Activity:
The full listing below should be returned without a single change.
═════ Provided records
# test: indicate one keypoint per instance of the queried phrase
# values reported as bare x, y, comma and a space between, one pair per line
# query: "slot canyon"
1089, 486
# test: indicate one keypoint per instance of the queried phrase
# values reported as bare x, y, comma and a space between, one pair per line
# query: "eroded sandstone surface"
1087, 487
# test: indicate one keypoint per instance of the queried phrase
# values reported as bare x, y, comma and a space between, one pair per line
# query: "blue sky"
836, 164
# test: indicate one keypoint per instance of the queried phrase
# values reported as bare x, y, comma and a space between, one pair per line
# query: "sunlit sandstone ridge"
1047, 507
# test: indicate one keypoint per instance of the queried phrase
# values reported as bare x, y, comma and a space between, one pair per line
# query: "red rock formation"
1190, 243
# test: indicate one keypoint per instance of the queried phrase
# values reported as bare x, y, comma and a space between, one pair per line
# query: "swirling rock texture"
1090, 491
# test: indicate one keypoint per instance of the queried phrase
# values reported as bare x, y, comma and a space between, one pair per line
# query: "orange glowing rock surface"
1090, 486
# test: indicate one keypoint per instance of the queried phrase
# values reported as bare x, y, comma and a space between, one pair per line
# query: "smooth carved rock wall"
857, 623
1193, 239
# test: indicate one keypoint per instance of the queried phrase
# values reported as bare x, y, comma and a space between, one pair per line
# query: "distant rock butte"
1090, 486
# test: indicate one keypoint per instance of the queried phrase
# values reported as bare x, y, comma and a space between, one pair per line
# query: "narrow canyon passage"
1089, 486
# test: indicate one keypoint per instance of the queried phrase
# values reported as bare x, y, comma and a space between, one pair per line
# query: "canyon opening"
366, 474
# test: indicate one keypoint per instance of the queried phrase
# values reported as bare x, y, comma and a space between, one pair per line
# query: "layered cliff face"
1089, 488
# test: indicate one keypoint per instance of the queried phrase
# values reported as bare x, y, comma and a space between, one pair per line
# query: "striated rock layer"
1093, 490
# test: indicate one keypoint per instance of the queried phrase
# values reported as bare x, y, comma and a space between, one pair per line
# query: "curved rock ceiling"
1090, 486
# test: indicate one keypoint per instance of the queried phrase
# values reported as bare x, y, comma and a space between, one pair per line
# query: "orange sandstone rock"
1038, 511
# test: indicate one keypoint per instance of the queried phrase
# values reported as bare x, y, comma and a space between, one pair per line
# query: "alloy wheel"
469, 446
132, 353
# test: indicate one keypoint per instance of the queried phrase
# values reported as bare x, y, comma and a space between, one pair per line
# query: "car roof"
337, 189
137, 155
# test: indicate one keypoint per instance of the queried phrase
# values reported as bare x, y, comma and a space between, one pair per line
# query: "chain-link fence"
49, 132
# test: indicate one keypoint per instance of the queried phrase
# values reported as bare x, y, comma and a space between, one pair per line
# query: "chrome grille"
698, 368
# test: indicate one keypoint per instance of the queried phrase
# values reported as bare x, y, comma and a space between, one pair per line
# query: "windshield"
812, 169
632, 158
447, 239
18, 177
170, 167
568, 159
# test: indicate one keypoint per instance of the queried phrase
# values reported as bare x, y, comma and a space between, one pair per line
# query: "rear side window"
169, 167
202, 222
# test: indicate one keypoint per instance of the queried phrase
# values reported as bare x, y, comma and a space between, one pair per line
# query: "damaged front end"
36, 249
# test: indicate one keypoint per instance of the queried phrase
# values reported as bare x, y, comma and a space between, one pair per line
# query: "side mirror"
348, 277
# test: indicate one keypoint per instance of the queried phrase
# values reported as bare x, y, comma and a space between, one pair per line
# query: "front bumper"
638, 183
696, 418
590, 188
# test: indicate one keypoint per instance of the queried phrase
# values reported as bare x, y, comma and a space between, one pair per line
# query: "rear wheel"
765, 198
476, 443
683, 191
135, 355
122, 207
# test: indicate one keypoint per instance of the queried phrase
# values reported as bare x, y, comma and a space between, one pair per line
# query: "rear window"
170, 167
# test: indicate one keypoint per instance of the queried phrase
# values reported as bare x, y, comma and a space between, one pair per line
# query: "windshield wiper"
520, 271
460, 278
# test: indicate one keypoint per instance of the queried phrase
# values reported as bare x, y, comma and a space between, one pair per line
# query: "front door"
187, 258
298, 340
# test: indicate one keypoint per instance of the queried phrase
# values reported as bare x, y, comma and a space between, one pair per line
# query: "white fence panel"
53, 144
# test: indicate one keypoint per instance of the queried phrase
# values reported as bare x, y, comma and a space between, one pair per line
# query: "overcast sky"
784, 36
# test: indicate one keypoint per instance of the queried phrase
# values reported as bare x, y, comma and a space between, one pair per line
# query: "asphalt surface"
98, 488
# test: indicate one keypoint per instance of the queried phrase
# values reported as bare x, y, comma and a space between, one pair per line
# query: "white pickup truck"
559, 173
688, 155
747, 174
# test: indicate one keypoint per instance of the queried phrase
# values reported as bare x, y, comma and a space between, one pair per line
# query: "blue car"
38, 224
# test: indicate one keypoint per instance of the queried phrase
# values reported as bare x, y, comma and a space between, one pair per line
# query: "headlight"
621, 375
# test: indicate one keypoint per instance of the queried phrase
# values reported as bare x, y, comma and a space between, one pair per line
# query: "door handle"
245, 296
══════════
Task response:
# test: indicate one keypoint per instance of the queried phrase
# values reported as bare x, y, comma and a space between, one pair per line
# query: "slot canyon"
1089, 486
# test: indicate one keypoint per instance of the queried phrase
# values reported as bare x, y, comma and a space between, one pair per line
# query: "eroded sandstone surface"
1087, 487
# test: indicate one keypoint per instance of the queried phrase
# values reported as bare x, y, comma and a space between, one pair per line
# query: "blue sky"
836, 164
# test: indicate one keypoint per instance of the queried phrase
# values reported as bare x, y, comma and a space between, one pair per line
# query: "sunlit sandstone ridge"
1047, 507
# test: indicate one keypoint per instance of the queried phrase
# values reported as bare x, y, comma and a space between, one pair per line
# query: "red rock formation"
1190, 243
# test: indicate one keypoint per instance of the queried phrase
# values reported as bare x, y, comma and a space between, one pair per line
# query: "swirling rock texture"
1090, 491
# test: indicate one keypoint per instance of the queried phrase
# values reported as bare x, y, comma and a space between, one pair per line
# query: "orange glowing rock surface"
1090, 486
# test: indicate one keypoint per instance of the queried phrase
# values reported as bare x, y, comma and a space between, one pair per line
# query: "smooth carved rock wall"
857, 623
1193, 239
# test: indicate one keypoint per instance of the queried phrase
# values reported as bare x, y, comma and a space between, one pair per line
# query: "distant rock butte"
1090, 486
# test: indicate one keypoint per instance of the queried phrase
# values reported as bare x, y, comma and a space between, one pair per line
# query: "narrow canyon passage"
1089, 486
# test: indicate one keypoint per instance of the queried phrase
# values reported as bare x, y, comma and a space between, one pair per line
# query: "canyon opening"
366, 474
# test: indicate one keypoint per instance of the queried phrase
# values reported as bare x, y, comma and a space between, one pair per line
# query: "layered cliff face"
1089, 488
# test: indicate one keypoint per instance of the queried phrase
# values reported as bare x, y, comma and a space between, one pair per line
# query: "striated rock layer"
1093, 490
# test: indicate one keypoint per instance of the queried phrase
# values reported as bare x, y, comma and a space between, one pair per line
# query: "curved rock ceiling"
1090, 486
# test: indicate one keypoint per instance of the queried phrase
# values reported as bare x, y, comma and a space between, one pair per line
# query: "orange sandstone rock"
1038, 511
# test: indicate one keypoint per instance of the queried phrase
# values reported as bare x, y, comma and a space between, one pair per line
# query: "alloy wheel"
469, 446
132, 353
# test: indicate one keypoint per instance of the queried phrase
# values reported as bare x, y, comma and a space between, one pair per line
# query: "car roof"
337, 189
137, 155
# test: indicate one keypoint per instance of the queried phrase
# values reported as bare x, y, comma and a space between, one pair per line
# query: "chain-link fence"
49, 132
# test: indicate one keypoint per instance of the queried phrase
# values reported as bare x, y, comma and a space between, one pair per line
# query: "chrome grille"
698, 368
# test: indicate one keypoint per instance of the queried phrase
# values reported as bare x, y, comma and a space between, one pair per line
# query: "windshield"
812, 169
632, 158
447, 239
18, 177
170, 167
568, 159
# test: indicate one keypoint per instance of the queried phrase
# values reported as bare x, y, comma and a space between, one pair per line
# query: "rear side window"
169, 167
202, 222
# test: indicate one keypoint per instance of the queried phrase
# values reported as bare x, y, comma and a space between, one pair per line
# query: "damaged front end"
36, 249
# test: indicate one keypoint per instance of the queried phrase
# values reported as bare x, y, comma and a space between, one pair per line
# query: "side mirror"
348, 277
# test: indicate one keypoint per instance of the queried phrase
# values reported as bare x, y, comma and a space between, one pair per line
# query: "front bumper"
638, 183
696, 418
590, 188
# test: indicate one keypoint per instance of the queried phrase
# values reported as bare x, y, comma and a space between, one pair per line
# query: "rear wheel"
765, 198
476, 443
683, 191
135, 355
122, 207
# test: indicate one keypoint per instance of the queried phrase
# values reported as bare x, y, comma and a space between, one pair per line
# query: "rear window"
170, 167
# test: indicate one keypoint per instance of the queried phrase
# values reported as bare x, y, comma and a space between, one pair per line
# query: "windshield wiper"
520, 271
460, 278
# test: indicate one keypoint per instance of the queried phrase
# values reported as bare x, y, comma and a space between, one pair per line
# query: "front door"
187, 258
298, 340
# test: indicate one keypoint per instance of the queried phrase
# values reported as bare x, y, comma and a space between, one pair per line
# query: "white fence panel"
53, 144
# test: indicate one keypoint per instance of the queried phrase
# values reported as bare x, y, comma and a space between, one pair per line
# query: "overcast sky"
784, 36
# test: indicate one keypoint per instance of the queried phrase
# values reported as bare x, y, comma and a space between, one pair per line
# query: "asphalt surface"
98, 488
# test: indicate one keypoint per instance of the queried phrase
# values reported as bare x, y, comma and a space between, one pair per line
# query: "white pickup truck"
559, 173
688, 155
747, 174
# test: indicate one keypoint per instance of the queried phrase
# values reported as bare x, y, comma and a space between, one pair per line
# query: "blue car"
38, 224
# test: indicate one keypoint per instance of the queried phrase
# values reported as bare x, y, comma and a space between, one pair per line
# query: "headlight"
621, 375
# test: indicate one keypoint per instance of the queried phrase
# values reported as bare x, y, comma and a space between, one pair per line
# query: "door handle"
245, 296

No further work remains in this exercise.